» Exercise
Set every line of the listing down again, keeping it identical.

» Source material
== Segment start ==
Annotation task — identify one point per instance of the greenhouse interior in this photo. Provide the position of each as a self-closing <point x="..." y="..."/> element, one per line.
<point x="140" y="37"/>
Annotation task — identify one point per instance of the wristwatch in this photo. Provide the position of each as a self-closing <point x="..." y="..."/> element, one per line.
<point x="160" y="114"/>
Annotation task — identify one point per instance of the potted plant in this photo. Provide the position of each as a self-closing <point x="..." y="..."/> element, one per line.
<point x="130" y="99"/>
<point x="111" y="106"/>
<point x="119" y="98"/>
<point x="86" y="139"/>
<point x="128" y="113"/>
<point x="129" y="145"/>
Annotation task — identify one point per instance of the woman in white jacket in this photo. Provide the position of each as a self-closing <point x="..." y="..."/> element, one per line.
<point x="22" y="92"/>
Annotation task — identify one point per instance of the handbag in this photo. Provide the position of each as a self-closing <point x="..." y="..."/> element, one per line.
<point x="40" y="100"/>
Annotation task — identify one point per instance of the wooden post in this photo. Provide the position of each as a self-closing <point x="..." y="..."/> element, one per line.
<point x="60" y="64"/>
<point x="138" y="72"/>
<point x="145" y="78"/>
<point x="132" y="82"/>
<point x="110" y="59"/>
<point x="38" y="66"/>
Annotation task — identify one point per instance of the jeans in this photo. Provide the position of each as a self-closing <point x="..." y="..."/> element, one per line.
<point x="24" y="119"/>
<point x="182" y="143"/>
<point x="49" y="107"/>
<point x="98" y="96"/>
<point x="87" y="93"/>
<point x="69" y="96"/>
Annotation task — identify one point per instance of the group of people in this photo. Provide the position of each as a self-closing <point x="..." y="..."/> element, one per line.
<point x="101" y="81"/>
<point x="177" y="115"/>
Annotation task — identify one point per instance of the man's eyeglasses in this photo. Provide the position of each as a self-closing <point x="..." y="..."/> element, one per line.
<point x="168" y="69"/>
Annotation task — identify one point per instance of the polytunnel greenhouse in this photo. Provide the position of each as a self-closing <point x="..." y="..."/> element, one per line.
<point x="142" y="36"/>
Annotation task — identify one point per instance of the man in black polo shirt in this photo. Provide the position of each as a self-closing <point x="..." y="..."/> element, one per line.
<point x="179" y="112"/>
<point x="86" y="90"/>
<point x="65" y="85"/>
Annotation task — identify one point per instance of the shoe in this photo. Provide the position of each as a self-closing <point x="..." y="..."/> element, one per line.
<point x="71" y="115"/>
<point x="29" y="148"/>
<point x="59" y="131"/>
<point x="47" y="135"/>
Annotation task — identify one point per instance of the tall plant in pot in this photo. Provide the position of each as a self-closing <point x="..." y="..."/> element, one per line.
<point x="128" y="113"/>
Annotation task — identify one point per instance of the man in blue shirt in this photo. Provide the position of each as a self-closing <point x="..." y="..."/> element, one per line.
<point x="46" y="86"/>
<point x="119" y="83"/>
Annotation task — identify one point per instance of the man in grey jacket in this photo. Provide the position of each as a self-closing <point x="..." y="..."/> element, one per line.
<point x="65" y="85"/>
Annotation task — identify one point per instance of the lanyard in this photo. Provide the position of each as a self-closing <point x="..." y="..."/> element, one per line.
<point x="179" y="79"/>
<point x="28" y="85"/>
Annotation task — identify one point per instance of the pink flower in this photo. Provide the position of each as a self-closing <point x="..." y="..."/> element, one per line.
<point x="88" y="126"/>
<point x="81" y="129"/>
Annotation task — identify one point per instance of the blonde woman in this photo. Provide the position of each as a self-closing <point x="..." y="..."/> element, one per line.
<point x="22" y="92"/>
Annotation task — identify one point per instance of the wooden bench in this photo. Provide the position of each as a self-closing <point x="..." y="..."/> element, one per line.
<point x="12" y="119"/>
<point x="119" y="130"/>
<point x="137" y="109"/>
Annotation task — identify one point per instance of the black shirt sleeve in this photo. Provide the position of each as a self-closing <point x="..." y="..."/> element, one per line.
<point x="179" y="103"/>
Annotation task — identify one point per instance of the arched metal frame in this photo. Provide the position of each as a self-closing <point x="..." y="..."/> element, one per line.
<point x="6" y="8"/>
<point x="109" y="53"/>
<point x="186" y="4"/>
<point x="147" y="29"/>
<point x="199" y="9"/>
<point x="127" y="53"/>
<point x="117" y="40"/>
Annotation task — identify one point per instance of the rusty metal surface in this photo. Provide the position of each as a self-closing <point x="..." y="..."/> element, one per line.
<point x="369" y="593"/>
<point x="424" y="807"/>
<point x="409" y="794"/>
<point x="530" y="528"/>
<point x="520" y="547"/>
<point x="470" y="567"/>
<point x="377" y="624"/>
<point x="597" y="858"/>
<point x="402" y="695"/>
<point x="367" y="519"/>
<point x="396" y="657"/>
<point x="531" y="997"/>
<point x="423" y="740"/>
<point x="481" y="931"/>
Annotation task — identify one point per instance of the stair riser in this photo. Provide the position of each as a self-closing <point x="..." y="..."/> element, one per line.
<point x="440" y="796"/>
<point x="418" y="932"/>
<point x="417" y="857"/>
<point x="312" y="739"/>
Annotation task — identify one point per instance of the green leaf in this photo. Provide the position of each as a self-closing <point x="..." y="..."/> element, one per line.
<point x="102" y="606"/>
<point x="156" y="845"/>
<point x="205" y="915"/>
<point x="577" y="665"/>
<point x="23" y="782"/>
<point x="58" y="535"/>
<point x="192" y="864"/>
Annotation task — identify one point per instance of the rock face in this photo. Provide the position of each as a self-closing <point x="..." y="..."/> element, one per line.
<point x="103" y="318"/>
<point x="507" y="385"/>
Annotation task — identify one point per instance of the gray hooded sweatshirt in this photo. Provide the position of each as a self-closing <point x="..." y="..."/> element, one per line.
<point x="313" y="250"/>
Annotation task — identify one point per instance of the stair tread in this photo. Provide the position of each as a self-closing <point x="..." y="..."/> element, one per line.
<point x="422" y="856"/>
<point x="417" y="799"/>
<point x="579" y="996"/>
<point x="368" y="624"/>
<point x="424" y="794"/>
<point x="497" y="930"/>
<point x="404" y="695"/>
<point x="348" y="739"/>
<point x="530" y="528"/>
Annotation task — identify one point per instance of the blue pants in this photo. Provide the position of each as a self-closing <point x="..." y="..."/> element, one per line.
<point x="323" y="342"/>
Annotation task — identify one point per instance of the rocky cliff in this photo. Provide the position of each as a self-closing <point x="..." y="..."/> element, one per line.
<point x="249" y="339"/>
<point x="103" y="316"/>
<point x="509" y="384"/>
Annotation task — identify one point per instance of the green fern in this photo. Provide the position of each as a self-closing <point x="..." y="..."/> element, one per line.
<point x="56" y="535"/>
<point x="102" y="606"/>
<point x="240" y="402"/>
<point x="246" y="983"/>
== Segment end ==
» Written reply
Annotation task — identify one point per instance of the greenhouse interior in this photo. Provide the position of each as a self-closing <point x="..." y="..."/> element, one per line.
<point x="140" y="37"/>
Annotation task — identify one point per instance of the wristwatch in this photo. Provide the position of each as a self-closing <point x="..." y="..."/> element, one per line.
<point x="160" y="114"/>
Annotation task — identify one point per instance of the potted plant in this photo. Provide the position of each as a self-closing <point x="..." y="..."/> element, one per line.
<point x="130" y="99"/>
<point x="111" y="106"/>
<point x="119" y="98"/>
<point x="86" y="139"/>
<point x="128" y="113"/>
<point x="129" y="145"/>
Annotation task — identify one point per instance of the woman in white jacket in this photo. Provide the position of each as a self-closing <point x="..." y="..."/> element, one per line.
<point x="22" y="92"/>
Annotation task — identify one point per instance of the handbag in this photo. Provide the position of each as a self-closing <point x="..." y="..."/> element, one per line.
<point x="40" y="100"/>
Annotation task — identify one point per instance of the wooden post in this photo. Provide the position of each as a self-closing <point x="..." y="..."/> element, one per line.
<point x="60" y="64"/>
<point x="138" y="72"/>
<point x="145" y="78"/>
<point x="132" y="82"/>
<point x="110" y="59"/>
<point x="38" y="66"/>
Annotation task — identify one point per instance of the jeans in this photo. Provide the position of each as a self-closing <point x="..." y="..."/> element, one per line.
<point x="24" y="119"/>
<point x="182" y="143"/>
<point x="49" y="107"/>
<point x="98" y="96"/>
<point x="87" y="93"/>
<point x="69" y="96"/>
Annotation task — identify one point per instance of the group of people in this photo. Provide the position of each as a self-closing <point x="..." y="..."/> element, one per line.
<point x="101" y="81"/>
<point x="177" y="115"/>
Annotation task — identify one point per instance of the man's eyeglasses in this photo. Provide the position of each as a self-closing <point x="..." y="..."/> element, one per line.
<point x="168" y="69"/>
Annotation task — identify one point per instance of the polytunnel greenhouse in this photo. Provide the position of each as a self-closing <point x="..." y="..."/> element, one per line.
<point x="142" y="36"/>
Annotation task — identify one point per instance of the man in black polo shirt in this photo. Provide the position of each as a self-closing <point x="..." y="..."/> element, one per line.
<point x="179" y="112"/>
<point x="86" y="90"/>
<point x="65" y="85"/>
Annotation task — identify one point per instance of the shoe in this photo. Provide the position of each as a self-closing <point x="..." y="..."/> element, one per line.
<point x="71" y="115"/>
<point x="29" y="148"/>
<point x="59" y="131"/>
<point x="47" y="135"/>
Annotation task — identify one point per instance of the tall plant in pot in this photo. Provide the position of each as a self-closing <point x="..." y="..."/> element, one per line.
<point x="128" y="113"/>
Annotation task — identify one point per instance of the man in blue shirt in this photo. Provide the position of each as a self-closing <point x="..." y="..."/> element, one per line.
<point x="46" y="86"/>
<point x="119" y="83"/>
Annotation task — identify one point per instance of the man in grey jacket in this photo. Provide the position of each as a self-closing <point x="..." y="..."/> element, one per line.
<point x="65" y="85"/>
Annotation task — identify one point per instance of the lanyard in this photo. Provide the position of each as a self-closing <point x="..." y="..."/> element, one per line.
<point x="179" y="79"/>
<point x="28" y="85"/>
Annotation task — identify one point per instance of the pink flower in this photo. Provide the position of each as a self-closing <point x="..." y="..."/> element, one per line.
<point x="88" y="126"/>
<point x="81" y="129"/>
Annotation task — identify one point per instance of the blonde woman in this photo. Provide the position of each as a self-closing <point x="..." y="..."/> element, one per line.
<point x="22" y="92"/>
Annotation task — identify one point per instance of the wooden bench in this photo. Provide the position of each as a self-closing <point x="..." y="..."/> element, one per line.
<point x="12" y="119"/>
<point x="119" y="130"/>
<point x="137" y="109"/>
Annotation task — identify one point per instance of the black shirt sleeve in this photo. Provide the position of each as a self-closing <point x="..." y="..."/> element, one per line.
<point x="179" y="103"/>
Annotation task — identify one point per instance of the arched metal frame in this photo. Provide the position of each as a self-closing <point x="..." y="..."/> element, one per line.
<point x="6" y="8"/>
<point x="109" y="53"/>
<point x="186" y="4"/>
<point x="147" y="29"/>
<point x="199" y="9"/>
<point x="127" y="53"/>
<point x="117" y="40"/>
Annotation task — identify one point per instance of the rusty metal surface in this photo. Provide the position of each as a self-closing <point x="..." y="..."/> element, one per line.
<point x="369" y="593"/>
<point x="424" y="807"/>
<point x="409" y="794"/>
<point x="530" y="528"/>
<point x="520" y="547"/>
<point x="470" y="567"/>
<point x="377" y="624"/>
<point x="597" y="858"/>
<point x="402" y="695"/>
<point x="367" y="519"/>
<point x="396" y="657"/>
<point x="531" y="997"/>
<point x="423" y="740"/>
<point x="481" y="931"/>
Annotation task — identify one point per instance of the stair riser in this photo. Provide the position of each as a self-closing <point x="..." y="..."/> element, one per line.
<point x="440" y="796"/>
<point x="418" y="932"/>
<point x="417" y="857"/>
<point x="312" y="739"/>
Annotation task — identify one point per instance of the green leaf in this photo. Provide the position of each as a self-closing <point x="..." y="..."/> element, one per line.
<point x="102" y="606"/>
<point x="156" y="845"/>
<point x="205" y="915"/>
<point x="577" y="665"/>
<point x="23" y="782"/>
<point x="58" y="535"/>
<point x="192" y="864"/>
Annotation task — identify one point per instance of the rock face in this photo. Provide the position of each as a self-closing <point x="..." y="..."/> element, one per line.
<point x="103" y="318"/>
<point x="507" y="385"/>
Annotation task — identify one point per instance of the gray hooded sweatshirt in this photo. Provide the position of each as a self-closing <point x="..." y="..."/> element, one per line.
<point x="313" y="250"/>
Annotation task — identify one point per instance of the stair tread in this photo. Provide the position of each as a self-closing <point x="..." y="..."/> element, one per line.
<point x="422" y="856"/>
<point x="417" y="799"/>
<point x="579" y="996"/>
<point x="368" y="624"/>
<point x="424" y="794"/>
<point x="497" y="930"/>
<point x="404" y="695"/>
<point x="348" y="739"/>
<point x="530" y="528"/>
Annotation task — identify one point per instance of the blue pants in this photo. Provide the position of each as a self-closing <point x="..." y="..."/> element, one per line.
<point x="323" y="342"/>
Annotation task — identify one point per instance of the rocky cliff in this photo. Provide the position of each as a self-closing <point x="..." y="..."/> element, one per line.
<point x="249" y="339"/>
<point x="103" y="316"/>
<point x="509" y="384"/>
Annotation task — identify one point per instance of the green fern in this photo. Provide the position of each as a self-closing <point x="..." y="..."/> element, one per line.
<point x="56" y="535"/>
<point x="102" y="606"/>
<point x="240" y="402"/>
<point x="246" y="983"/>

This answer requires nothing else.